— Document —
%%
# Has Your Dog Tried Himalayan Chews?



## CarolinaCasey (Jun 1, 2007)

I just ordered 2 Himalayan chews from Helping Udders because the price was right and they donate a percentage to rescue. A lot of other vendors sell them online, too. I've seen the chews at the specialty pet food stores but they are way too expensive there. I'm giving them to Gibbs and my parent's golden for Christmas. 

Did your dog like the chews? About how long did it take them to consume?


----------



## KaMu (May 17, 2010)

Took Roxy about 2 hours of chewing the very large one. 
BTW she loves them!


----------



## rob1 (Sep 21, 2009)

Hee- yep, I'm holding one back for Christmas now. I got the 7.5 ounce at Best Bullys once before- it lasted Lucky forever. I finally found the last inch or so when raking leaves this weekend and tossed it. (Started out 6-8 inches long.)

He loved it. It's slightly messy (small crumbs in bed) and I kept looking around trying to figure out who was burning leaves until I figured out it has a hint of a smokey smell to it once really really goobered on. But as long as it lasted, was well worth the $$. Way outlasts a braided bully stick for my guy, and it's not for lack of chewing on.


----------



## RedDogs (Jan 30, 2010)

It didn't last long enough for the price for me to get it again. The dogs didn't seem to enjoy it much more/less than the other chews we've used....

so we're fairly indifferent with it!


----------



## CarolinaCasey (Jun 1, 2007)

I'm really anxious for them to arrive....though I did tell myself that I'd wait until Christmas to give them to the dogs.


----------



## mikeynote (Jun 30, 2009)

I got Hazel one...it lasted less than an hour  The lady at the pet store (Hairy Winston) said it should last 30 days...yeah right


----------



## Ljilly28 (Jan 22, 2008)

I tried theses chews yesterday that I ordered from Clean Run, but Tally, Copley, Finn, and visiting pup Elliot are kind of lukewarm about chewing them.


----------



## Jo Ellen (Feb 25, 2007)

I just ordered 2. I liked it that the fat content is very low. I'm always looking for low-fat treats and chew options for Daisy after her episode with pancreatitis awhile back.

Thanks, CC. I"ll let everyone know what Miss Daisy thinks about them


----------



## daisysmam (Sep 5, 2010)

Daisy loves them but as others have said, they are too pricey to give all the time. I'm not sure if some are harder than others because sometimes she can go through one pretty quick and other times she'll get 5 or 6 hours of chew time. I guess maybe it depends on how agressively she's chewing. I wish they were cheaper


----------



## PattyU (Aug 6, 2014)
%%
— Tasks to complete —
a) Decide whether each statement agrees with the Himalayan chew thread, and answer yes or no, quoting the words that settle it: (i) KaMu's dog Roxy spent about two hours chewing the very large chew; (ii) the woman at the pet store told mikeynote a chew should last one week; (iii) rob1 finds the chew outlasts a braided bully stick.
b) List every business that the Himalayan chew thread mentions by name.

— Data lines —
%%
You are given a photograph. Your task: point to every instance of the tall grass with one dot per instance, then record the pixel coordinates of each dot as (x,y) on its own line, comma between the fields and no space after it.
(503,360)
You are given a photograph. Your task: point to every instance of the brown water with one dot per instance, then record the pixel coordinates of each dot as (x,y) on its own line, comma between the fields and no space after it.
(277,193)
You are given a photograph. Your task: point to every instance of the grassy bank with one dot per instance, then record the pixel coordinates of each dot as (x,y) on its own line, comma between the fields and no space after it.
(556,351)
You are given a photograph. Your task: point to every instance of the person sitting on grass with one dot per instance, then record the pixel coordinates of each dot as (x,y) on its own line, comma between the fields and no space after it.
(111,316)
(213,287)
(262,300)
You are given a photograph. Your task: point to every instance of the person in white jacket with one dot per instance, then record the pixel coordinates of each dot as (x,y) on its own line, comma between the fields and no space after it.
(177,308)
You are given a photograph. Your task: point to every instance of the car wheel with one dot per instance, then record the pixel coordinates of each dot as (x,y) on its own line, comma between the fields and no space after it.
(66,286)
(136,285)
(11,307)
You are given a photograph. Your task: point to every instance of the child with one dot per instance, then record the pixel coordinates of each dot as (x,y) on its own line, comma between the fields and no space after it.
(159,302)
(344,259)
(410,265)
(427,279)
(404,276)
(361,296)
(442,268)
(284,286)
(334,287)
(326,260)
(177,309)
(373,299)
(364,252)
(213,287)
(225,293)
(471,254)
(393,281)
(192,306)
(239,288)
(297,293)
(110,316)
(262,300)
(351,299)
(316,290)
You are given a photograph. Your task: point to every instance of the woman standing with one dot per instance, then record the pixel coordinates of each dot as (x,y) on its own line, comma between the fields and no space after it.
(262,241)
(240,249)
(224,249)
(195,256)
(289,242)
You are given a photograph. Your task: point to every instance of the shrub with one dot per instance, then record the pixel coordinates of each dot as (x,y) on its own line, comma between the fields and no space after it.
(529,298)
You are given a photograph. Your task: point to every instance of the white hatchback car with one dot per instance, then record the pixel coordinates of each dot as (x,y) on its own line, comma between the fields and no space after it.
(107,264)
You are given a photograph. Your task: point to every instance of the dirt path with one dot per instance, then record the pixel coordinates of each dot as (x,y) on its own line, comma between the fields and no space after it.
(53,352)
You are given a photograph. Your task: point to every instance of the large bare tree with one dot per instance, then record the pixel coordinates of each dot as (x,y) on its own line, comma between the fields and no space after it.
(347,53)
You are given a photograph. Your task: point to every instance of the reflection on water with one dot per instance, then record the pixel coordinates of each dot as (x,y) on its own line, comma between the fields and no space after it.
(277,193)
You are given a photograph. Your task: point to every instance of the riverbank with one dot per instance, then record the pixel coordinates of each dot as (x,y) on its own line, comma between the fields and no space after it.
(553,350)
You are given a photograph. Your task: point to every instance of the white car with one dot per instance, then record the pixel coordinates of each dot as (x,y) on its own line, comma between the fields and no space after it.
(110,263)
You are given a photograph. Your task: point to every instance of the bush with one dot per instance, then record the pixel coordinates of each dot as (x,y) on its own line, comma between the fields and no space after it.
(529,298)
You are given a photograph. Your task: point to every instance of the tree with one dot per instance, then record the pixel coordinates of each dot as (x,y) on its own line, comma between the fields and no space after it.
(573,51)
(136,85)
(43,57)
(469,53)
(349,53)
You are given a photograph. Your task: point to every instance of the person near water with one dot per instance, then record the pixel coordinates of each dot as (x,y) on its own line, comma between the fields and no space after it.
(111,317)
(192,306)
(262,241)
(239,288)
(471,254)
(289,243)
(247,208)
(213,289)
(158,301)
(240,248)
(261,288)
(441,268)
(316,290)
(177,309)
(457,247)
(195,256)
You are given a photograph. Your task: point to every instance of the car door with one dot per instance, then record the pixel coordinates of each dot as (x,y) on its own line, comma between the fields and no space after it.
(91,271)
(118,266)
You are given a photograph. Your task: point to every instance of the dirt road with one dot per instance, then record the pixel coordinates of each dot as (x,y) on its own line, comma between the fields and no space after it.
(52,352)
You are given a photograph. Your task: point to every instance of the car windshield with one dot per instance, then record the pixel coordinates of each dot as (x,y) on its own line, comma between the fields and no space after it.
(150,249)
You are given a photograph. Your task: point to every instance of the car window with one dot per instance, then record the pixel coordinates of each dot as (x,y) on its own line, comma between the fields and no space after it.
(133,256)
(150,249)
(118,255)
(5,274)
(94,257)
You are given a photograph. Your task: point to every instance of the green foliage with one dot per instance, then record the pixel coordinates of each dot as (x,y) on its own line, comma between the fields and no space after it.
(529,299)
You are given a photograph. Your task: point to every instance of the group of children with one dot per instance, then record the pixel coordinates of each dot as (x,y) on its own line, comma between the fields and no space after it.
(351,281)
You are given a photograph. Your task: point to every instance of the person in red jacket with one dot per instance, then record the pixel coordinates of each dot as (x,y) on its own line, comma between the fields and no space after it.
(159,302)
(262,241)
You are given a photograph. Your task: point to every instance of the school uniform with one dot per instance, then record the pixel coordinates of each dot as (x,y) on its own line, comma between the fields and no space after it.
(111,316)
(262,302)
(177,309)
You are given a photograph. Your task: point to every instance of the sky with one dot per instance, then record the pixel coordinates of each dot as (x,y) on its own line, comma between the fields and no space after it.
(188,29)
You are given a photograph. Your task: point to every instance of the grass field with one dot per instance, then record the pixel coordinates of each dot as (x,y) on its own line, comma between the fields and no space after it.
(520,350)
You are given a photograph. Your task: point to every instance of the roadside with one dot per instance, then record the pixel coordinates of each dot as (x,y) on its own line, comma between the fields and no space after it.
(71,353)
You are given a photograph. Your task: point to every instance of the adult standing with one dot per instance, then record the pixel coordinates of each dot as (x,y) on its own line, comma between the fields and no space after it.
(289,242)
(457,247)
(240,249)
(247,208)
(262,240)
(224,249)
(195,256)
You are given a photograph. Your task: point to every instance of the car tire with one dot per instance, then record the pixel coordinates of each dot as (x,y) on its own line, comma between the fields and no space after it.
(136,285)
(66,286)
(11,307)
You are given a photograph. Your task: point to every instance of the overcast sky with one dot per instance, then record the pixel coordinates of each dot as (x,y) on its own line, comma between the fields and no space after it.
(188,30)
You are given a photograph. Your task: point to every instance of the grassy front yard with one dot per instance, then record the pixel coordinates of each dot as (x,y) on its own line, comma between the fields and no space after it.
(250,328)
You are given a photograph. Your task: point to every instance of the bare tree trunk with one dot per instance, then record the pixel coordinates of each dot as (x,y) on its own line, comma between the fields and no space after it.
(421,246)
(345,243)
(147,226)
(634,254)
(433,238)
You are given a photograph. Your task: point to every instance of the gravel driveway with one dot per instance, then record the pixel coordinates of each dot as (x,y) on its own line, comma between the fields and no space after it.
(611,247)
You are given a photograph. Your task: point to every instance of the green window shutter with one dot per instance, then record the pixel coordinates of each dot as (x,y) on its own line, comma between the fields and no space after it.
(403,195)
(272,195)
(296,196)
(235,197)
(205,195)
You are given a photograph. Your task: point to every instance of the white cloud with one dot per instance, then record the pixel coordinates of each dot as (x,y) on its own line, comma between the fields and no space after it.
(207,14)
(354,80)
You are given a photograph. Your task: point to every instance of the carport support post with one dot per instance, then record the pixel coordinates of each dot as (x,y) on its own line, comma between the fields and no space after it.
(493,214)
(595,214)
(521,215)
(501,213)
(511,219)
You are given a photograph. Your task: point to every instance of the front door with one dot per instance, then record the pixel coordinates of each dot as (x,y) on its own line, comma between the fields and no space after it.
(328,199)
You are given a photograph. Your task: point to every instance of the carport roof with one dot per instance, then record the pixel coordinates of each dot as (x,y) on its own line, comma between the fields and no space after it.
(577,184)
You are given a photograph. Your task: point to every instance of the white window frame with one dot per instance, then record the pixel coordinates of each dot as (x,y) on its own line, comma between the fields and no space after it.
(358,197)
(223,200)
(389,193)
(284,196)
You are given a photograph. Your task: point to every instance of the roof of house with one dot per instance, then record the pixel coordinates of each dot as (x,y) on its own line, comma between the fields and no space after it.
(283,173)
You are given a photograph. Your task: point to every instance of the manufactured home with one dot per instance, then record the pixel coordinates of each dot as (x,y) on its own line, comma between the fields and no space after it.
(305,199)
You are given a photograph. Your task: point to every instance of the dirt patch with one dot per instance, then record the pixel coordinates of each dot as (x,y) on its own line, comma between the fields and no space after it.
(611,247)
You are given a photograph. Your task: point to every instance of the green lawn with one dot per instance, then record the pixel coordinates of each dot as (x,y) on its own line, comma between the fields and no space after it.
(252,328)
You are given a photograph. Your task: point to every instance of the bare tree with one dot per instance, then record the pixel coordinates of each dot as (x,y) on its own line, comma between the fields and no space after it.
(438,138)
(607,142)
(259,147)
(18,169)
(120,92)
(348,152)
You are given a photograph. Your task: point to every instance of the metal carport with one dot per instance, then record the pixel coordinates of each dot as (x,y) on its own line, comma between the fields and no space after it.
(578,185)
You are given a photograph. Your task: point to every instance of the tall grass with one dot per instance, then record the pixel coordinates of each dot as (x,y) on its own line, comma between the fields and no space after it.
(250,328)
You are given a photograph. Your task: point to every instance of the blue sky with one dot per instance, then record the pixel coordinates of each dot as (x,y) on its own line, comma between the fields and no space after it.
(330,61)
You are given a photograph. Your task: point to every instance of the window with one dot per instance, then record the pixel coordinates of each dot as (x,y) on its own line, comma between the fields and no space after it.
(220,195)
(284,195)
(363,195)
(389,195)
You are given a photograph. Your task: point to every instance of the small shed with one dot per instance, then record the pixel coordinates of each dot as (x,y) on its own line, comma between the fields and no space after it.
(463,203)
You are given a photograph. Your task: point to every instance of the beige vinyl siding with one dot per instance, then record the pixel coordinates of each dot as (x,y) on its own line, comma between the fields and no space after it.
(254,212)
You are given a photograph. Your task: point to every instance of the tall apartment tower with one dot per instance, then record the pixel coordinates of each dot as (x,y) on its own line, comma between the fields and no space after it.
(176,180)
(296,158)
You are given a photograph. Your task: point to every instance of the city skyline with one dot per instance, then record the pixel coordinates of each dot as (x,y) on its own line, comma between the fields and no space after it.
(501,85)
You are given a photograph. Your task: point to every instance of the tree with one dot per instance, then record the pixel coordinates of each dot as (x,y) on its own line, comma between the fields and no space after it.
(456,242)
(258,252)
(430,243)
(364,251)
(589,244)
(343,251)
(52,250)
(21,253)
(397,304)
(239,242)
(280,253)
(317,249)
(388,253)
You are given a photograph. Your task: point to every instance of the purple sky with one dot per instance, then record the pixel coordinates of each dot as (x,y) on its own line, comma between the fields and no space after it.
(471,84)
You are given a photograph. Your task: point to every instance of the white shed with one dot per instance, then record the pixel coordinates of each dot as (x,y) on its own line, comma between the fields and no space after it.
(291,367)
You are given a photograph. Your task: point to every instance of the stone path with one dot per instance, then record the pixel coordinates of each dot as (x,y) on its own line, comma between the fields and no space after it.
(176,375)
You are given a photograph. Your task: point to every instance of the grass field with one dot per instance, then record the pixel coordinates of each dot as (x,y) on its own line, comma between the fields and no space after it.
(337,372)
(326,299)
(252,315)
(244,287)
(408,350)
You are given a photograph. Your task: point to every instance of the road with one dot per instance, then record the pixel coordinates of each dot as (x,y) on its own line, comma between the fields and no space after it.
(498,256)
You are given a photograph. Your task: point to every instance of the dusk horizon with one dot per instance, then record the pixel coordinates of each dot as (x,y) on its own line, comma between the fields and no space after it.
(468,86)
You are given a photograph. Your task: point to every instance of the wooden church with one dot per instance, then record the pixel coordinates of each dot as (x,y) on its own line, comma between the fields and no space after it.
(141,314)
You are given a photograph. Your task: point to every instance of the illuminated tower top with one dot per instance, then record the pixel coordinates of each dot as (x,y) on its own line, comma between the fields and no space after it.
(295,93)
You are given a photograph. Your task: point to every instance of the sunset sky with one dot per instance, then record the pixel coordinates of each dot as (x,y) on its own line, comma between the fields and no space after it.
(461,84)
%%
— In response —
a)
(i) Yes: "Took Roxy about 2 hours of chewing the very large one."
(ii) No: "said it should last 30 days"
(iii) Yes: "Way outlasts a braided bully stick for my guy"

b) Helping Udders, Best Bullys, Hairy Winston, Clean Run